Task details = Check every line below for the word "wooden" and copy each one that has it.

Provided entries =
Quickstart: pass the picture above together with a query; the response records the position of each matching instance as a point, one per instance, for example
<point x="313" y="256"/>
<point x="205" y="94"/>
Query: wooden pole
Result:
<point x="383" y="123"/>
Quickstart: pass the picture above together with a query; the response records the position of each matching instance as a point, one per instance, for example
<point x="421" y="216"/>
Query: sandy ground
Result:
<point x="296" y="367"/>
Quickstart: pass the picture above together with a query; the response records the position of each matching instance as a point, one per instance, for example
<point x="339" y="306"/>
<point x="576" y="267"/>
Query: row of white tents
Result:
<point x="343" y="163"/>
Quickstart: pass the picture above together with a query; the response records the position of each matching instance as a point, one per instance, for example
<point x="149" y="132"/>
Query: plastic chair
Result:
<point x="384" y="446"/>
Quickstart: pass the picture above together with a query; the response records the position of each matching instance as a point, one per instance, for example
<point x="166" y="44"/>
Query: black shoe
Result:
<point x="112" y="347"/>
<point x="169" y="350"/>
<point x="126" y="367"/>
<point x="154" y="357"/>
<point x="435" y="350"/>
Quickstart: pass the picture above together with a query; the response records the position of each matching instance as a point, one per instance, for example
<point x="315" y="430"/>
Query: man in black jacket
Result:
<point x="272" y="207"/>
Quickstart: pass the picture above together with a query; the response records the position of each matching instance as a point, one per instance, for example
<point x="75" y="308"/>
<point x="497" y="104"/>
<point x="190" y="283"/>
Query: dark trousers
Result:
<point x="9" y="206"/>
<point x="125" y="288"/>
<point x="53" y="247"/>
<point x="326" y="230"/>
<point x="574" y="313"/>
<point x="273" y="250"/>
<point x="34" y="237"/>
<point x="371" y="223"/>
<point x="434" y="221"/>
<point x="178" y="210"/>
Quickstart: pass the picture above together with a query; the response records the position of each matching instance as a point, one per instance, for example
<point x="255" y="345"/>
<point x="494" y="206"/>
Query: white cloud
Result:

* * *

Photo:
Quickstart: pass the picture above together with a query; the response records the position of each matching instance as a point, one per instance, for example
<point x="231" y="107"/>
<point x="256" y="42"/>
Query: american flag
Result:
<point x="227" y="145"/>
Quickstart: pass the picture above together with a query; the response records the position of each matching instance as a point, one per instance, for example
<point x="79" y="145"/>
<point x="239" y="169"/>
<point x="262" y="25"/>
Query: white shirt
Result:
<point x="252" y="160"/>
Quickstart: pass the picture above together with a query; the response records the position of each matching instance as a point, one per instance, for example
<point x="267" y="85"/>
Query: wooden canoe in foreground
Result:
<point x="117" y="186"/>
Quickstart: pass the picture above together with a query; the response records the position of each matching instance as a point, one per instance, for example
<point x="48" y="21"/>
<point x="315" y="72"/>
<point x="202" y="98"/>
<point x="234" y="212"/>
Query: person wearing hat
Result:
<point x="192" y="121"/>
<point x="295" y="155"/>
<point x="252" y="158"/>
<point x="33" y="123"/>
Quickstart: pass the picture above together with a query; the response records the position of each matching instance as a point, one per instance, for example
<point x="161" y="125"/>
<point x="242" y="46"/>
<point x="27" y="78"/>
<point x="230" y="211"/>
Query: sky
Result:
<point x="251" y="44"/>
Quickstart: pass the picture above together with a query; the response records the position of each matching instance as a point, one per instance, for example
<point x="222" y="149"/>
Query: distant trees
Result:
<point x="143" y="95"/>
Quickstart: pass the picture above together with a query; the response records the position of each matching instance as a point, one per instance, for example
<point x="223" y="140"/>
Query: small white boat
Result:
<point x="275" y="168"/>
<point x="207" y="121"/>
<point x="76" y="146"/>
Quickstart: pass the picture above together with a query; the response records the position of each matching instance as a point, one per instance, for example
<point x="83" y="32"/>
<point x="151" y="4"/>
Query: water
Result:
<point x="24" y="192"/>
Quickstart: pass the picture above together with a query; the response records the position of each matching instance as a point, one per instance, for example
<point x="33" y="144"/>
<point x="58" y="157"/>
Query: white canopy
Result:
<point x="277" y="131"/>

==

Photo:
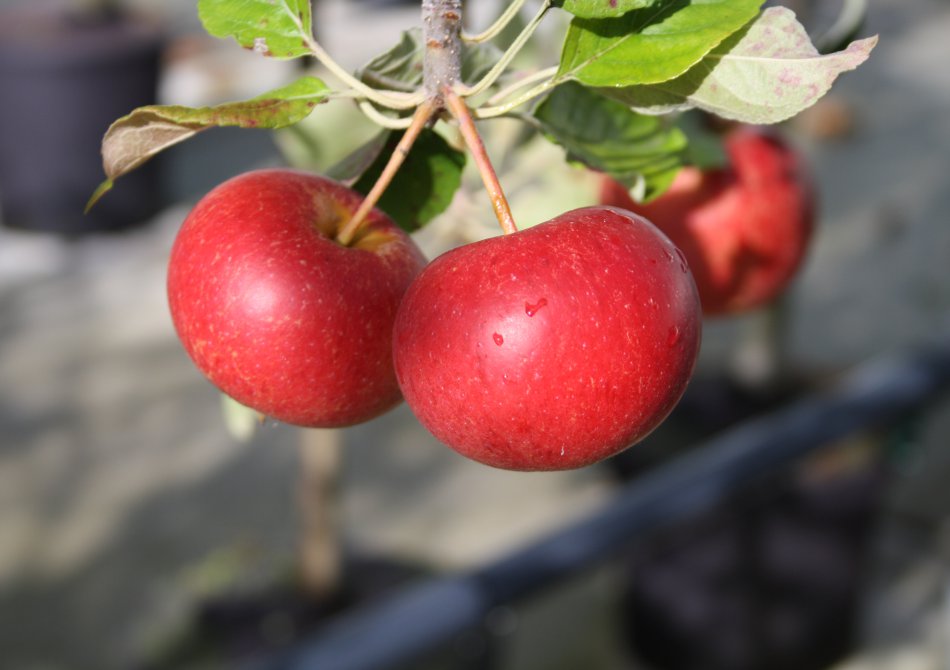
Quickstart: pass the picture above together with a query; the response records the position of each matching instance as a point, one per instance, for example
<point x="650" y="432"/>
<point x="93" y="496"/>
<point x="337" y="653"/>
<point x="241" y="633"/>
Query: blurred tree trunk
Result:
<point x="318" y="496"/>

Solution for this exercise =
Query: wooden pole
Query: wooden canoe in foreground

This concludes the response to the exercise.